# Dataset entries
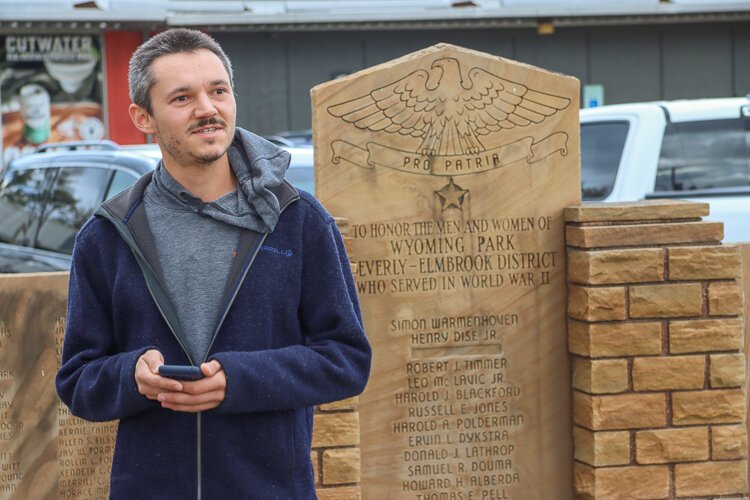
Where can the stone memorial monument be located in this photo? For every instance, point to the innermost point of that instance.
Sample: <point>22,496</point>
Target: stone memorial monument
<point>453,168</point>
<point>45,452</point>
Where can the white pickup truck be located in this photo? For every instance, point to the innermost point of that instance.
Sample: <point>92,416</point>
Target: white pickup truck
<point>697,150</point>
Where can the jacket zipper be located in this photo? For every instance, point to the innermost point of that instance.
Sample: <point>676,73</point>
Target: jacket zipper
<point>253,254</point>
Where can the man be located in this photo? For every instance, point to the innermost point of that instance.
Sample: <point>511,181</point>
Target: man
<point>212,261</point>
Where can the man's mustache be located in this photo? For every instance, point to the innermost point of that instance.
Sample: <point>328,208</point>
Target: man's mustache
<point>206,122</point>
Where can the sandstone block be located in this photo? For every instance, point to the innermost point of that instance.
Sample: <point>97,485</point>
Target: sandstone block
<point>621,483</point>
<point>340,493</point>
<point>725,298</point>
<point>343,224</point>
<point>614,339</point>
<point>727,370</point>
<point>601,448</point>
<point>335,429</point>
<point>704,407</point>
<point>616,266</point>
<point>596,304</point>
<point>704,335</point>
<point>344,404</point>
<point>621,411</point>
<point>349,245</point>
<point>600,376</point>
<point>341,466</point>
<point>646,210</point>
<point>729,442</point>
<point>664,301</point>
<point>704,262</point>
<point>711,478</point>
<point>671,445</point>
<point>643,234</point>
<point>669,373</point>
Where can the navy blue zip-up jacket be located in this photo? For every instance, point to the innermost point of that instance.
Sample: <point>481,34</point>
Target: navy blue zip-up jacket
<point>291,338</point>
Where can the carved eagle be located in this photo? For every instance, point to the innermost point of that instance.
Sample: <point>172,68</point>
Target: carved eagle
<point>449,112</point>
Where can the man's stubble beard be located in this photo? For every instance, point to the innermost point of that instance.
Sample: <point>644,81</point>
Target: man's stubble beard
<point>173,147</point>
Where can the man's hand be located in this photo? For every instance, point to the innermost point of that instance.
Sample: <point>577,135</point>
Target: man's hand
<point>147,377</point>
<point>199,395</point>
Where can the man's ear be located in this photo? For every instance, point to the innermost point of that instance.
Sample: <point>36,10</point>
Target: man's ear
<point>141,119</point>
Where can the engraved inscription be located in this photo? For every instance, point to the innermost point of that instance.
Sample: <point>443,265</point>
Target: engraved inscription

# DIRECTIONS FOR THIS TASK
Reproduce the entries above exactly, but only the lines between the line holding "Sample: <point>644,81</point>" and the line holding "Sample: <point>443,265</point>", inclusive.

# TASK ANSWER
Sample: <point>644,81</point>
Target: man's stubble beard
<point>173,147</point>
Where can the man's hand be located in this photo? For every instance, point to the innermost point of that instance.
Sample: <point>577,135</point>
Target: man's hand
<point>147,377</point>
<point>199,395</point>
Where can the man's ear be located in this photo? For every instance, point to the innermost point of that instance.
Sample: <point>36,10</point>
Target: man's ear
<point>141,119</point>
Where can the engraved inscription be located in this photo? For every instance, point to the innermost point of that instance.
Sample: <point>443,265</point>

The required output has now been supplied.